*** Block opens ***

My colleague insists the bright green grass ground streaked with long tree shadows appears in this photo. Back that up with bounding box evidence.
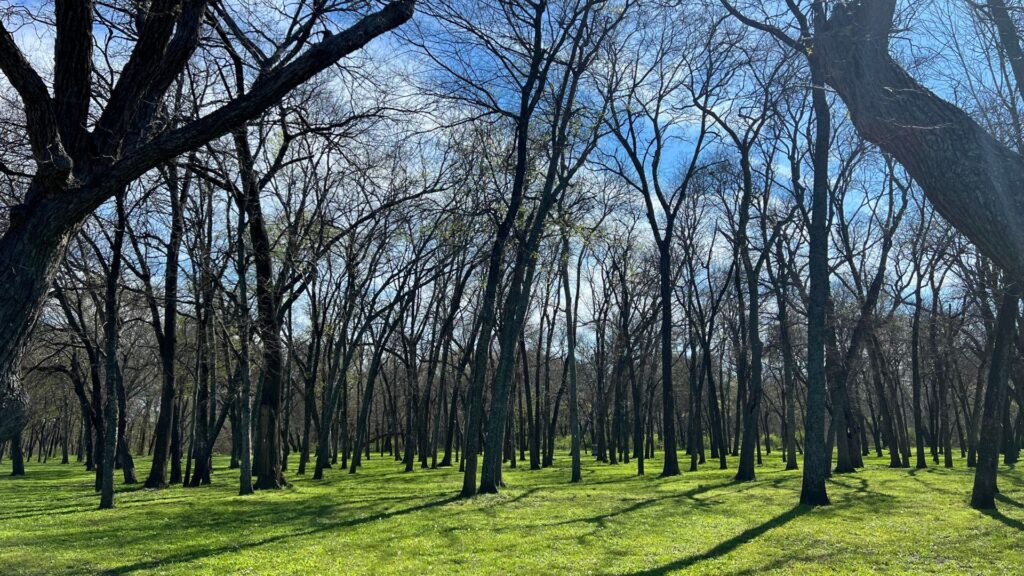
[0,455,1024,576]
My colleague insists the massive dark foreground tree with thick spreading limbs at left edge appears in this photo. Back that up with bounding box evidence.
[0,0,416,440]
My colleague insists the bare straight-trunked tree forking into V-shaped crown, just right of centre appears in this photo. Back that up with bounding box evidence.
[603,2,711,477]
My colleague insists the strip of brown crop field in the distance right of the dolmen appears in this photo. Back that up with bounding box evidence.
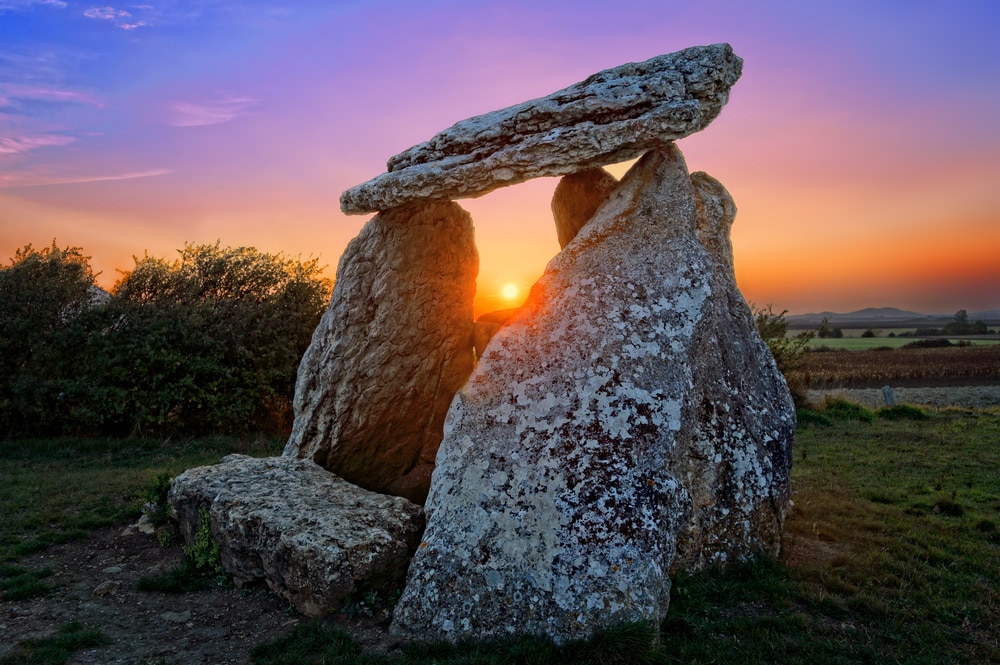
[792,340,1000,390]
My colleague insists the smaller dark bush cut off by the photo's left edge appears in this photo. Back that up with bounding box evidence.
[0,240,102,434]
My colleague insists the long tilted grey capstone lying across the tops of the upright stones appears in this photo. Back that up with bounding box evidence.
[340,44,743,214]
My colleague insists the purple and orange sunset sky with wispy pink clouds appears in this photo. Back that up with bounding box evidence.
[0,0,1000,313]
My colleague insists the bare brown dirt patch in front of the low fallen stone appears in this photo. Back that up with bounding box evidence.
[0,527,391,665]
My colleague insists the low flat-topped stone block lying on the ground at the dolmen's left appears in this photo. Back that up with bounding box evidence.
[170,455,424,616]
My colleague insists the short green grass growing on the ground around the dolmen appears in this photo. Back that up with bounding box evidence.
[0,402,1000,665]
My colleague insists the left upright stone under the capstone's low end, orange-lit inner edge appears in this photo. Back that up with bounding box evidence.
[284,202,478,492]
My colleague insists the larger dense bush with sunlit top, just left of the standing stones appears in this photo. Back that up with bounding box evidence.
[83,242,331,434]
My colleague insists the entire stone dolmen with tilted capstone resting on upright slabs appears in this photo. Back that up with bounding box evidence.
[172,44,795,641]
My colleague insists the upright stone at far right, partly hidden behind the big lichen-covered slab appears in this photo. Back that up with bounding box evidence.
[670,172,795,570]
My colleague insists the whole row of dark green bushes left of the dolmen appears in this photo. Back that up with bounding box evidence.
[0,241,332,438]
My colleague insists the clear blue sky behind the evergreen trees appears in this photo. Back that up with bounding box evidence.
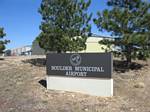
[0,0,108,49]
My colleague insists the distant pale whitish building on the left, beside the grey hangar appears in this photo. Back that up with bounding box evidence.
[11,45,31,56]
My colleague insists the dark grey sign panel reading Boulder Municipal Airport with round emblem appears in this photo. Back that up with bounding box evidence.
[46,53,112,78]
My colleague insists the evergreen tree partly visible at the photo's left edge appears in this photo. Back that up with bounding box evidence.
[0,28,9,53]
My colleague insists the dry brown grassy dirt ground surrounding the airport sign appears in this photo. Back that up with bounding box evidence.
[0,56,150,112]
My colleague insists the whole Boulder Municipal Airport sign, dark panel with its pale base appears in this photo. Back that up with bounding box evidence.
[46,53,113,96]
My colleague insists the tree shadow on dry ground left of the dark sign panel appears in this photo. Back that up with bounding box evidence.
[23,58,46,67]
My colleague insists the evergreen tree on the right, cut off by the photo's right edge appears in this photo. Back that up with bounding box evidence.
[94,0,150,65]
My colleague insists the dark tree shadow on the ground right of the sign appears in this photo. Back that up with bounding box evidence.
[113,60,146,73]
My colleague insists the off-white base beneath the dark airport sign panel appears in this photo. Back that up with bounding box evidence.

*** Block closes ***

[About this exercise] Without including any picture, set down the listing above exactly as it appears.

[Finished task]
My colleague insists the bright green grass ground streaked with long tree shadows appears in this photo. Back that up with bounding box evidence.
[0,455,1024,576]
My colleague insists the massive dark foreground tree with thick spreading limbs at left edge appears in this photo. Back that up with bounding box evidence.
[0,0,416,440]
My colleague insists the bare straight-trunked tree forking into V-shaped crown, just right of centre appears in this photo. Back that up with bounding box evidence.
[603,2,711,477]
My colleague insists the strip of brown crop field in the distance right of the dolmen appears in this photo. Back that up with bounding box evidence.
[792,340,1000,390]
My colleague insists the smaller dark bush cut off by the photo's left edge appears in this photo. Back that up with bounding box evidence.
[0,240,102,434]
My colleague insists the long tilted grey capstone lying across the tops of the upright stones appears in this photo. Back that up with bounding box evidence.
[340,44,743,214]
My colleague insists the purple and orange sunset sky with wispy pink clouds appears in this photo. Back that up with bounding box evidence.
[0,0,1000,313]
My colleague insists the bare brown dirt patch in front of the low fallen stone appears in this photo. Back that up with bounding box evidence.
[0,527,391,665]
My colleague insists the low flat-topped stone block lying on the ground at the dolmen's left appears in this photo. Back that up with bounding box evidence.
[170,455,424,616]
My colleague insists the short green grass growing on the ground around the dolmen appears in this photo. Back that up with bounding box evidence.
[0,402,1000,665]
My colleague insists the left upright stone under the capstone's low end, orange-lit inner edge appears in this photo. Back that up with bounding box evidence.
[284,202,478,492]
My colleague insists the larger dense bush with sunlit top, just left of the standing stones appears in this photo. Back that up with bounding box evidence.
[83,242,331,434]
My colleague insists the entire stone dolmen with tilted capstone resting on upright slabs appears in this photo. Back that up with bounding box evidence.
[172,44,795,641]
My colleague insists the upright stone at far right, partly hidden behind the big lichen-covered slab appears in this photo. Back that up with bounding box evidence.
[670,172,795,570]
My colleague insists the whole row of dark green bushes left of the dolmen appears in this photo. Back that up with bounding box evidence.
[0,241,332,438]
My colleague insists the clear blue sky behind the evergreen trees appears in this photo. Back that up with bounding box evidence.
[0,0,108,49]
My colleague insists the distant pale whitish building on the left, beside the grey hangar appears in this photo. Back that up with bounding box evidence.
[11,45,31,56]
My colleague insists the dark grey sign panel reading Boulder Municipal Airport with round emblem appears in this photo. Back that up with bounding box evidence.
[46,53,112,78]
My colleague insists the evergreen tree partly visible at the photo's left edge appears in this photo. Back that up with bounding box evidence.
[0,28,9,53]
My colleague insists the dry brown grassy dirt ground surrounding the airport sign appears in this photo. Back that up with bounding box evidence.
[0,56,150,112]
My colleague insists the whole Boulder Municipal Airport sign, dark panel with its pale base appears in this photo. Back that up with bounding box evidence.
[46,53,113,96]
My colleague insists the tree shadow on dry ground left of the dark sign panel appears in this photo. Back that up with bounding box evidence.
[23,58,46,67]
My colleague insists the evergreen tree on the right, cut off by the photo's right edge appears in this photo. Back that up with bounding box evidence.
[94,0,150,65]
My colleague insists the dark tree shadow on the ground right of the sign appears in this photo. Back that up with bounding box evidence.
[113,60,146,73]
My colleague insists the off-white base beneath the dark airport sign panel appears in this photo. Back that up with bounding box evidence.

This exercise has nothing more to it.